### Exercise requirements:
Rewrite the part of the entries that opens with the line containing "the woman's ear." and closes with the line containing "[412,92,490,270]", putting "location" wherever "whereabouts" appears and changing nothing else.

### Stored rows:
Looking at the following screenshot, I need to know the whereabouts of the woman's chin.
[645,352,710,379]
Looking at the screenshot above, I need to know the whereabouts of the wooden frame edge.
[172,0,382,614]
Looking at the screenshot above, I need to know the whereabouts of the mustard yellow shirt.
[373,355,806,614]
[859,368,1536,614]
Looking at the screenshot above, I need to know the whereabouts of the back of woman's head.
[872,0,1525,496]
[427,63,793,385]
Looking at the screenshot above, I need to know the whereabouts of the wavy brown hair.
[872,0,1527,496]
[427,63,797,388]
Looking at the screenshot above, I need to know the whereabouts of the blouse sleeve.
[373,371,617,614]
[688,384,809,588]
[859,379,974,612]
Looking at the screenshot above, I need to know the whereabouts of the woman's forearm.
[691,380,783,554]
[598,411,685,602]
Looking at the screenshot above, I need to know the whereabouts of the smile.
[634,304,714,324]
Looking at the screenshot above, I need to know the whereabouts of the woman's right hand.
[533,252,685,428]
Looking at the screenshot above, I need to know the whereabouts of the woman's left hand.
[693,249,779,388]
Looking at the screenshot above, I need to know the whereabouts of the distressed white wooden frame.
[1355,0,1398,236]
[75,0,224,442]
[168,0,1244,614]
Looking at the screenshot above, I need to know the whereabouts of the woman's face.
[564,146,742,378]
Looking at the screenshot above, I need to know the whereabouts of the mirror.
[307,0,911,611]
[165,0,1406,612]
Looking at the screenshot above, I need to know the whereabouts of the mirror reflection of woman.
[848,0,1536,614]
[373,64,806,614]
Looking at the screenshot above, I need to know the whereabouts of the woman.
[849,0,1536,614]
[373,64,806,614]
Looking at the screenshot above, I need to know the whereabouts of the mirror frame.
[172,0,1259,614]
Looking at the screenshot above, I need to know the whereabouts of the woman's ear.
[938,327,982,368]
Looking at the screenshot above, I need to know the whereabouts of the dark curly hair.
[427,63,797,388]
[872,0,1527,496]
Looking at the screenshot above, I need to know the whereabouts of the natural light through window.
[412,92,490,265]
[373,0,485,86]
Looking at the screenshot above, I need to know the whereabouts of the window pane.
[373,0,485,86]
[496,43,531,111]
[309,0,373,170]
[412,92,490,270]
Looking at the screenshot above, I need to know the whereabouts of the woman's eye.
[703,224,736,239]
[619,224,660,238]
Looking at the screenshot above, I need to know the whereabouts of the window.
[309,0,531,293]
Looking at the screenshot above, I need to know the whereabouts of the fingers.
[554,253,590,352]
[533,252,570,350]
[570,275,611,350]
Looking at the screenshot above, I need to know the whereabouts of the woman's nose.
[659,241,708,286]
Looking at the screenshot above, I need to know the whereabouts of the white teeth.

--

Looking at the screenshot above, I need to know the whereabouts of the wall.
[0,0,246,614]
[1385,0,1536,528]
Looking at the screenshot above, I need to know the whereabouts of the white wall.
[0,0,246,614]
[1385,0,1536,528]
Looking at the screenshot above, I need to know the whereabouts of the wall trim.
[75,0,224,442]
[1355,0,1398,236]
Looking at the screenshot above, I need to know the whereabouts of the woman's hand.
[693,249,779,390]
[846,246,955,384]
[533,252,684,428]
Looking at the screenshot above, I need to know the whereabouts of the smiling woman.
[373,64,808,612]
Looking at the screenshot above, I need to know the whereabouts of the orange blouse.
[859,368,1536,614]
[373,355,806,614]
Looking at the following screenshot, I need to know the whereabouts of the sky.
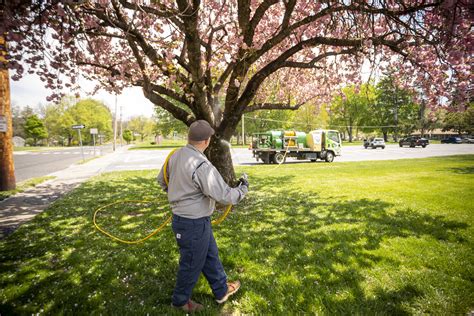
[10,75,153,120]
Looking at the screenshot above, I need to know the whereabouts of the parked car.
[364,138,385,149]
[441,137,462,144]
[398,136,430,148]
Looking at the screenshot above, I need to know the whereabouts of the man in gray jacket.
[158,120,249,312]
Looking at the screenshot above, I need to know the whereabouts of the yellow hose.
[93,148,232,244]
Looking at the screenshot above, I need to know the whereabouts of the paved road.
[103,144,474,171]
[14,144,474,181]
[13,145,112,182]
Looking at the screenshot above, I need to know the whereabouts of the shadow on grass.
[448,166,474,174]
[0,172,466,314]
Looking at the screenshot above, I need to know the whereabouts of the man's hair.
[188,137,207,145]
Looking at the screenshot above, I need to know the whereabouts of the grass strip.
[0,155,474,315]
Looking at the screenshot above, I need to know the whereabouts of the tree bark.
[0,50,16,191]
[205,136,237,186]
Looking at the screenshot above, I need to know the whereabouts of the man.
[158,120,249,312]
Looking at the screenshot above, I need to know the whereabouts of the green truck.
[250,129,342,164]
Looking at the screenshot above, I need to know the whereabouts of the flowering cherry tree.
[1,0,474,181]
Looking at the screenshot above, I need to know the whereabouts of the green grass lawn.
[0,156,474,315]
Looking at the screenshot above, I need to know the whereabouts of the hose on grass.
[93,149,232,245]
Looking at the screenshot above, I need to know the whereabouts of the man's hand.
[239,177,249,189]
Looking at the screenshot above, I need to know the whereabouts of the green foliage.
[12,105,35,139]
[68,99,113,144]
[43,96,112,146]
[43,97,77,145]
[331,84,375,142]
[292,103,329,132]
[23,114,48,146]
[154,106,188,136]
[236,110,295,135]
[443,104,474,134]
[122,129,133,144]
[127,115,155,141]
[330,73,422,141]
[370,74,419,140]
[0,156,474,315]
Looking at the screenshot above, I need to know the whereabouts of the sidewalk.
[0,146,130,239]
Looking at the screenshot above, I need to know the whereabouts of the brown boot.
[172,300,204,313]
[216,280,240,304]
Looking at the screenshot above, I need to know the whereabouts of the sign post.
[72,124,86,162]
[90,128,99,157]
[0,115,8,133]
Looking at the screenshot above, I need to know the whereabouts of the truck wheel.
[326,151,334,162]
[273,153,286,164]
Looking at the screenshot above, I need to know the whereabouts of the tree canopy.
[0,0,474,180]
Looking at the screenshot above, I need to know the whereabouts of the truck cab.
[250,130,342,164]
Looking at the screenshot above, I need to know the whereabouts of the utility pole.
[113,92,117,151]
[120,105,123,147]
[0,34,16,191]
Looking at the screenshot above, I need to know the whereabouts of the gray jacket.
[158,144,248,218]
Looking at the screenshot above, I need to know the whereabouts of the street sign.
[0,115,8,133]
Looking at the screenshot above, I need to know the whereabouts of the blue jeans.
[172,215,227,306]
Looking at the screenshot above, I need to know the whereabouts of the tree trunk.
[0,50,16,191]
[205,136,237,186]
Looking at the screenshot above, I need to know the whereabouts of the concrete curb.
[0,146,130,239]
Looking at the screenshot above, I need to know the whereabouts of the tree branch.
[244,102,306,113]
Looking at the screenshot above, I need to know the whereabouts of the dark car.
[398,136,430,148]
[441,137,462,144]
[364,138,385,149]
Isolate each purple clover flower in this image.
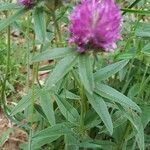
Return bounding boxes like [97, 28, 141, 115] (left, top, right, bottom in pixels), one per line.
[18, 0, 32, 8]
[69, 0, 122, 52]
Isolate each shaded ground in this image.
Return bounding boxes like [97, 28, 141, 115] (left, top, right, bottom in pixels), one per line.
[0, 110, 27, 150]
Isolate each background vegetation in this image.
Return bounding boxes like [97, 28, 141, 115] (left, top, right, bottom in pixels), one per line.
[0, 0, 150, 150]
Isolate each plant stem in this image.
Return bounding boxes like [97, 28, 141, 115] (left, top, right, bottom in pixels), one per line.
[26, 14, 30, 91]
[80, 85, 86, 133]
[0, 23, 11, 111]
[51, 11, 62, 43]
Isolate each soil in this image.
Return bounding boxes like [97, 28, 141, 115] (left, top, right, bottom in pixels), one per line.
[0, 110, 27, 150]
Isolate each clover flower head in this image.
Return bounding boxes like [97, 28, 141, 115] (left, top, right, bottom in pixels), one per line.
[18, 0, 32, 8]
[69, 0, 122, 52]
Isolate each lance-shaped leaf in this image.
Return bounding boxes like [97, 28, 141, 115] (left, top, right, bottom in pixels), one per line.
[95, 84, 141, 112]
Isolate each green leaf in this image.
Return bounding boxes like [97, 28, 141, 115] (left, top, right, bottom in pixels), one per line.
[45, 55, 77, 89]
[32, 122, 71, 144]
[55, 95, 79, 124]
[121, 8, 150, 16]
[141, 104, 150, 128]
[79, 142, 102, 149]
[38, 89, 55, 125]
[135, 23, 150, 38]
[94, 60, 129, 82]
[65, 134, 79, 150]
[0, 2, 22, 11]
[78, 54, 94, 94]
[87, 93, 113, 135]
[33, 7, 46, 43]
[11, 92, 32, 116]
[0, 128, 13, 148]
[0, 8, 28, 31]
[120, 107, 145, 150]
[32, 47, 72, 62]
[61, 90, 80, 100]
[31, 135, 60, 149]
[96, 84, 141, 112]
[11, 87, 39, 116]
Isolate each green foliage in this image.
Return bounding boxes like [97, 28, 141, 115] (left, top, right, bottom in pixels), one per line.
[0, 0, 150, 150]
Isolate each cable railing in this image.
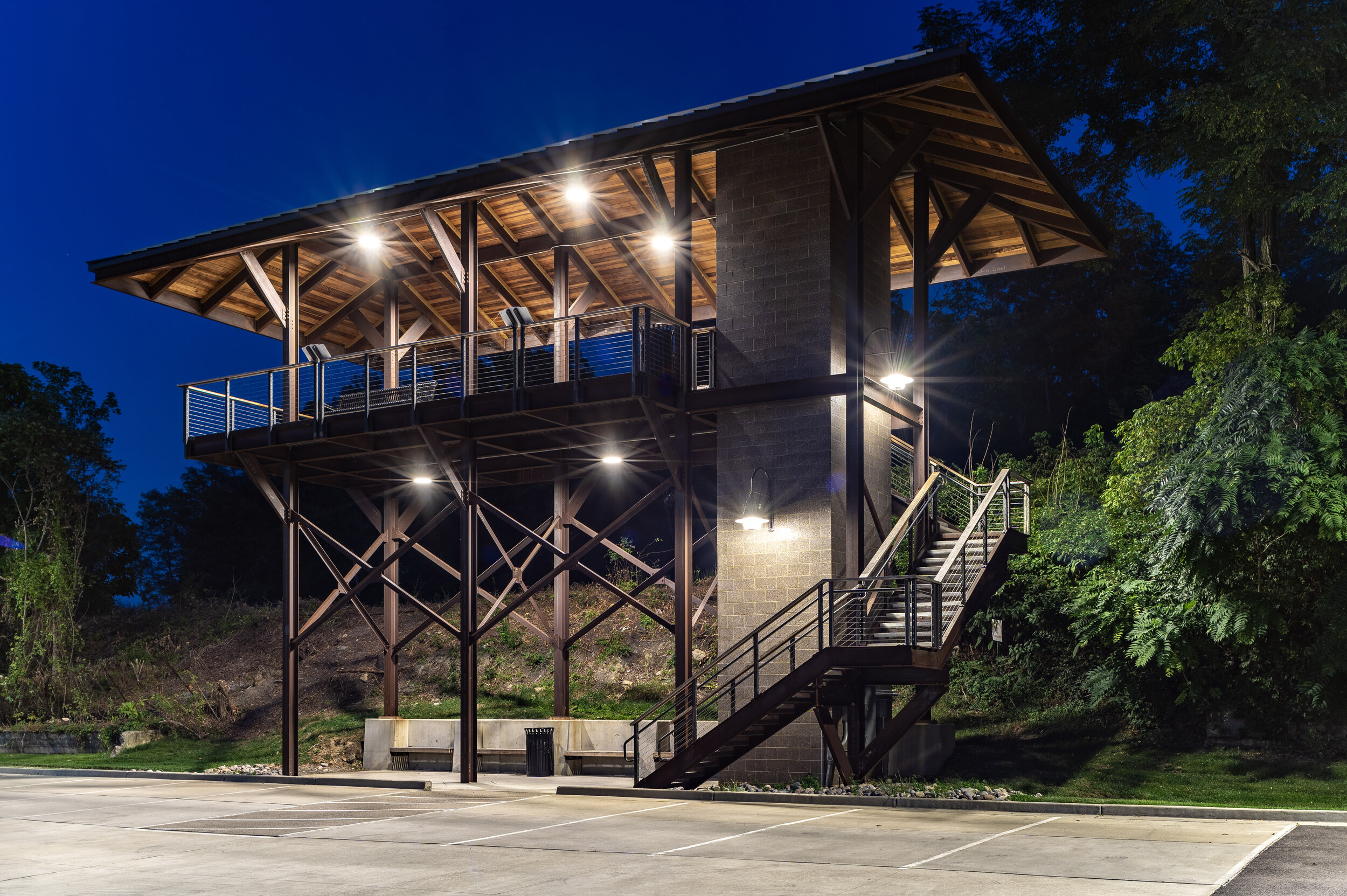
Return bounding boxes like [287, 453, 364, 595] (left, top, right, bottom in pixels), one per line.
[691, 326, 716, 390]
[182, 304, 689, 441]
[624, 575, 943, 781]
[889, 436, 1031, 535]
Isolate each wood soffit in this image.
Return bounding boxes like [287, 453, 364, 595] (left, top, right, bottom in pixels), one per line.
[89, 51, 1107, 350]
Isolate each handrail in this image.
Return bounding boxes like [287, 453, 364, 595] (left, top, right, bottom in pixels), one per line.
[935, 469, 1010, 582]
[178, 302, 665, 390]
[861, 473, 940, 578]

### Correct response:
Looking at the screenshot above, I need to know the location of the woman's ear.
[938,327,982,368]
Looking at the screenshot above, I need to know the location of the dark curly hair.
[427,63,797,388]
[872,0,1527,496]
Looking at the screenshot above, I need to know the location of the natural light through window.
[412,92,490,265]
[373,0,485,86]
Looking at the screenshot above, I need to know the location of the window pane.
[373,0,485,86]
[496,43,531,111]
[309,0,373,170]
[412,92,490,270]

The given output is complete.